- **Task objective**:
Return the listing below verbatim. Pictures do not belong in the copy.

(Location identification items)

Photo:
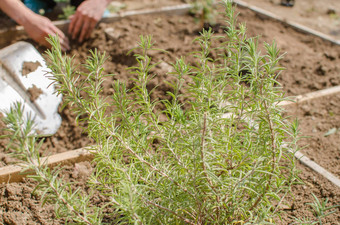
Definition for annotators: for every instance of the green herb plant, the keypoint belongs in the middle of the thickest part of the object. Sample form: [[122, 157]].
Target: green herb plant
[[218, 156]]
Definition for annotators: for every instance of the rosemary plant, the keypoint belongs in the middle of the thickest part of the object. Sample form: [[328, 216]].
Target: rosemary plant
[[221, 156]]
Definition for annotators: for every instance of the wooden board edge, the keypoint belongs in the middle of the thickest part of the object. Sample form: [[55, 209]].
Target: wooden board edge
[[295, 25], [311, 96], [317, 168], [12, 173]]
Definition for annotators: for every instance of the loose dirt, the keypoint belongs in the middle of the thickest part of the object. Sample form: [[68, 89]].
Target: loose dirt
[[29, 67], [323, 16], [311, 64]]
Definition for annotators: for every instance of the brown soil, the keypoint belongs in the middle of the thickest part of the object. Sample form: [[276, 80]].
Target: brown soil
[[323, 16], [34, 93], [311, 63], [29, 67], [319, 122]]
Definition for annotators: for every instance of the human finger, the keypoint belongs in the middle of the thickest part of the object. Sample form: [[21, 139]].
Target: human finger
[[77, 27], [73, 22], [92, 26], [84, 29], [64, 42]]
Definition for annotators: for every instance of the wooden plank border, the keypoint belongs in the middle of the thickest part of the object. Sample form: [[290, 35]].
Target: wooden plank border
[[12, 173], [317, 168], [295, 25], [311, 96]]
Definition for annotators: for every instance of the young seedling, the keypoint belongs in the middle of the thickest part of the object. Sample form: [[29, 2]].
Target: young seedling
[[216, 158]]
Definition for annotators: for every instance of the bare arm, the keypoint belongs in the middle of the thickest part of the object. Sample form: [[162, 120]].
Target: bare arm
[[37, 27], [86, 17]]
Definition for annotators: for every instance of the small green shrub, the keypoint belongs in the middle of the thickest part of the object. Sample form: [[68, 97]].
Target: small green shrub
[[220, 157]]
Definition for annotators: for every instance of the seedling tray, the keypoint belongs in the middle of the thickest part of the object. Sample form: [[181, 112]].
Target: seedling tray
[[120, 61]]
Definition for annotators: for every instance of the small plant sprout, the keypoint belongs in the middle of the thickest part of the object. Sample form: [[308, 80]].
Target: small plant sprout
[[221, 154]]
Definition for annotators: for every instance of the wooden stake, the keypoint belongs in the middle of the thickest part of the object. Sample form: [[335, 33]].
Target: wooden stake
[[317, 168], [310, 96], [295, 25]]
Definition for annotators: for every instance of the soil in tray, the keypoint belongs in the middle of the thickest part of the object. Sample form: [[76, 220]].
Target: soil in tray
[[311, 65], [319, 122]]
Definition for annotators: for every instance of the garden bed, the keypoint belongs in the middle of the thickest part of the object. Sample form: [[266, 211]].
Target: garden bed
[[311, 64], [319, 122]]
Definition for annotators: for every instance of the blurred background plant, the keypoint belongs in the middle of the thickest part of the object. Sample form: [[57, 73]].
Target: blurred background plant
[[222, 155]]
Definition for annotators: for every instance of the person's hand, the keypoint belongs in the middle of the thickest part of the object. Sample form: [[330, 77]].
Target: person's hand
[[39, 27], [86, 17]]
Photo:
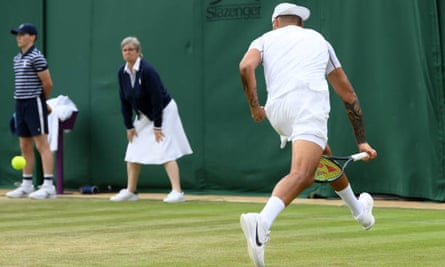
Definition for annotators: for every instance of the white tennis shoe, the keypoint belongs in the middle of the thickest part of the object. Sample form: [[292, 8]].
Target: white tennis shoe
[[124, 195], [21, 191], [174, 197], [366, 219], [256, 237], [45, 191]]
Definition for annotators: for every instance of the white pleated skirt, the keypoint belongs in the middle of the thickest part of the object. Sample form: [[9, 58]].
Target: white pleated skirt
[[145, 150]]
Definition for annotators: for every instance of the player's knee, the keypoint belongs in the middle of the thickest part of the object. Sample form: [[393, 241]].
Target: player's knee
[[304, 178]]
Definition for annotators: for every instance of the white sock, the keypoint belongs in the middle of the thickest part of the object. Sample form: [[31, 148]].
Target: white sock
[[351, 201], [27, 182], [271, 210], [47, 182]]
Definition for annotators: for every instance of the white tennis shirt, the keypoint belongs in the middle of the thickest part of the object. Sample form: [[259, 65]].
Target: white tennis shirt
[[293, 57]]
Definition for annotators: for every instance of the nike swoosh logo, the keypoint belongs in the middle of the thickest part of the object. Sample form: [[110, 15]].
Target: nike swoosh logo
[[258, 242]]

- **Written solution**:
Photo:
Definition for annotators: for every instance of the green herb plant, the keypoint belongs in the middle of the thickest part of the object. Sample form: [[122, 157]].
Target: green herb plant
[[218, 156]]
Definition for annotators: for every instance of the rosemary plant, the keypoint belongs in the middle of the thickest part of the object. Sample form: [[328, 216]].
Target: rosemary plant
[[221, 156]]
Definition for annotators: for every instance of the wooden board edge, the keypoint belongs in the middle of the thickest part of the object. Sample form: [[55, 209]].
Target: wooden board edge
[[295, 25], [311, 96], [317, 168], [12, 173]]
Definition for annotators: for every instance of the loose dirt, the keypoint belongs in the middle of the thickest part of the object. Sample form: [[68, 89]].
Target: loose dirt
[[29, 67], [323, 16], [311, 64]]
Definition for annotators: for every instance of the brown soil, the keypoint belongs in the middle of the thickest part of the object. Sample form: [[276, 80]].
Target: brown soil
[[323, 16], [34, 93], [311, 63], [29, 67], [319, 122]]
Definition for annotators: for every instance of the human finger, the keypoint belongs in the middle of the thickest part of the object. Sample form: [[21, 139]].
Target: human finger
[[77, 27], [73, 22], [92, 26], [84, 29], [64, 42]]
Definition for annotators: for every instance of the wooden plank border, the keypoint belongs in the middle of the thickest part of the object. Sample form: [[290, 35]].
Target: wooden plank border
[[12, 173], [317, 168], [295, 25], [311, 96]]
Definition for annotators: for every instance of the young seedling, the keypoint belongs in the middle of the thickest part of the object. Sample form: [[29, 2]].
Target: young seedling
[[216, 158]]
Definition for annotators: for every instance of the bare arm, the keypoint belongs in the middle of the thickest part of the object. Sample form: [[162, 120]].
Target: bare arm
[[37, 27], [86, 17]]
Definition for annotators: for every instance of the small green shrub, the keypoint belongs in the middle of the thickest part of the object. Sample form: [[68, 97]].
Target: small green shrub
[[220, 157]]
Definition for annotators: for every instance of the seedling tray, the keypoint belongs in the middle of the thickest part of the object. Sample form: [[181, 112]].
Target: seedling tray
[[120, 61]]
Definition for annotators: for every instance of the small plant sprout, the keypoint belongs in the middle of the thickest part of the object. Sample form: [[308, 80]].
Target: small plant sprout
[[221, 154]]
Definition for annotators: for every instance of the wooden stake, the keypoint belongs in the middle of the thickest part of the object. Sample form: [[335, 33]].
Target: wooden stake
[[317, 168], [310, 96], [295, 25]]
Definition for annotators: for every instance of the soil in tray, the keypoint belongs in the middle of the thickest part of the object. Sample form: [[76, 220]].
Target: soil in tray
[[311, 65], [319, 122]]
Definition for annotators: for every instance of the garden bed, the keypoint belongs in the middle of the thickest part of the object. Sample form: [[266, 211]].
Target: garden bed
[[311, 64], [319, 122]]
Definition for annotators: for every instance of the blurred background plant, the keypoint belongs in the middle of the thickest part of the object. Sample form: [[57, 73]].
Target: blurred background plant
[[222, 155]]
Definition for annotators: for every instance of the person's hand, the keypoint belongs in the middle of the thickest part of the object. Sample form: [[330, 77]].
Target: person's hand
[[39, 27], [86, 17]]
Photo:
Definition for annotators: for every instance of the white tennis shoe, the keypoint belongs in the middle of the thickest part of the object. Sample form: [[292, 8]].
Target: white tennis shoe
[[124, 195], [21, 191], [174, 197], [366, 219], [256, 237], [45, 191]]
Definition for annotators: for every instance of the white pleated skirt, the keypoint belongs in the middle of the thickest part of the object. Sample form: [[9, 58]].
Target: white pleated skirt
[[145, 150]]
Definition for annotators: for every instance of the player's knee, the keypoint belongs in the middle of the thickest part of the object. Sample form: [[393, 241]].
Target: player's knee
[[304, 178]]
Definition for annotators: for every instance of the white sock, the keypoint belongs in the middle of the thickest part of the object. Sample form: [[31, 148]].
Target: white sock
[[351, 201], [27, 182], [271, 210], [47, 182]]
Definition for annotators: for every instance of the white tennis shirt, the keypoint belongs in the middle of the thickest part of the object. Sample form: [[259, 65]].
Target: white tennis shirt
[[293, 57]]
Definition for annotators: for every instance of the nike swoosh logo, the keypoint belongs in the middle of the thickest part of the object. Sample form: [[110, 15]].
Target: nike swoosh logo
[[258, 242]]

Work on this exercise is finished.